You are viewing a plain text version of this content. The canonical link for it is here.

Posted to issues@lucene.apache.org by GitBox <gi...@apache.org> on 2021/03/15 06:22:21 UTC

[GitHub] [lucene] rmuir commented on pull request #15: LUCENE-8972: Add ICUTransformCharFilter, to support pre-tokenizer ICU text transformation

rmuir commented on pull request #15:
URL: https://github.com/apache/lucene/pull/15#issuecomment-799147946

thanks for updating the PR! Its late tonight, but I will look at this this week. I think I haven't looked since the patch so I am sure there are some "interesting" things that had to be done for any kind of good performance... Sorry if I ask dumb questions you have already answered...!

I think its good to have the charfilter especially for the more efficient transforms like `XYZ>Latin`... I think we should mainly optimize the transliterator code for those type of transforms.

The JIRA Issue discusses stuff like Traditional->Simplified as the use-case, but I am not sure I would make major sacrifices to try to speedup Traditional->Simplified. At least in the past this one was slow as a transliterator, but looking at the rules, maybe it really shouldnt be a transliterator at all: https://github.com/unicode-org/cldr/blob/master/common/transforms/Simplified-Traditional.xml. This file is like 4k lines of simple mappings (longest match) and out of thousands, only 6 context-based rules are used (ScDigit: 16 chars in the set). So as an alternative, we could process that file, expand those 6 rules (resulting in 66 additional "lines"), and produce a text file suitable for MappingCharFilter. It could be part of the ICU upgrade automation in the gradle build so that it gets regenerated with new ICU versions.

_Problems to work on_
[A] In the Lucene pull request comment, how many additional lines would result from expanding the context-based rules in the Simplified-Traditional file?
[B] Extract verbatim everything in the records from the line containing "Consider the photo above. For every instance of the clear" down through the last line of the records.
The text and the records come from separate, unrelated sources.

_Data to process_

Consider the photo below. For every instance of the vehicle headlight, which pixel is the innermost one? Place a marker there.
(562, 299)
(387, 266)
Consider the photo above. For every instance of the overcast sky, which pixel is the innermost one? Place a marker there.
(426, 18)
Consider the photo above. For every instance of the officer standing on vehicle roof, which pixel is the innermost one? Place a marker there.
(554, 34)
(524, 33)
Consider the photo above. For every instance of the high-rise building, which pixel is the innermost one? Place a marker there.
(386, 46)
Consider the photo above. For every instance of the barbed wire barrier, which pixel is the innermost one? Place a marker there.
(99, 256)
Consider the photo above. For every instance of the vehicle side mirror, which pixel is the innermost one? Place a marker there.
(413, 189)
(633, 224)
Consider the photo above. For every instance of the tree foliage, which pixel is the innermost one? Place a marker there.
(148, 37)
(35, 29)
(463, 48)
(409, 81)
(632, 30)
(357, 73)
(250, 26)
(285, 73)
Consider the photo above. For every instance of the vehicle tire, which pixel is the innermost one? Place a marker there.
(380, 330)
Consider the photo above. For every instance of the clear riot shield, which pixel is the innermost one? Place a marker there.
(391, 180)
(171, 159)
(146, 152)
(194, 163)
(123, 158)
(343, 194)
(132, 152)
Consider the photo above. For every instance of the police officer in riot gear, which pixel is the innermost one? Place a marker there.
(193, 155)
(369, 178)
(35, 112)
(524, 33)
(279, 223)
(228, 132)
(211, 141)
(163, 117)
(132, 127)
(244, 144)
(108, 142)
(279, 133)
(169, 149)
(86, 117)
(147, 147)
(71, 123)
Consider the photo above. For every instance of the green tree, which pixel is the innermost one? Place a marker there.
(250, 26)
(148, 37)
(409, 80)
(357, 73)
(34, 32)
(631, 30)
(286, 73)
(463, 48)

_Per-task outputs_
[A] 66

[B]
Consider the photo above. For every instance of the clear riot shield, which pixel is the innermost one? Place a marker there.
(391, 180)
(171, 159)
(146, 152)
(194, 163)
(123, 158)
(343, 194)
(132, 152)
Consider the photo above. For every instance of the police officer in riot gear, which pixel is the innermost one? Place a marker there.
(193, 155)
(369, 178)
(35, 112)
(524, 33)
(279, 223)
(228, 132)
(211, 141)
(163, 117)
(132, 127)
(244, 144)
(108, 142)
(279, 133)
(169, 149)
(86, 117)
(147, 147)
(71, 123)
Consider the photo above. For every instance of the green tree, which pixel is the innermost one? Place a marker there.
(250, 26)
(148, 37)
(409, 80)
(357, 73)
(34, 32)
(631, 30)
(286, 73)
(463, 48)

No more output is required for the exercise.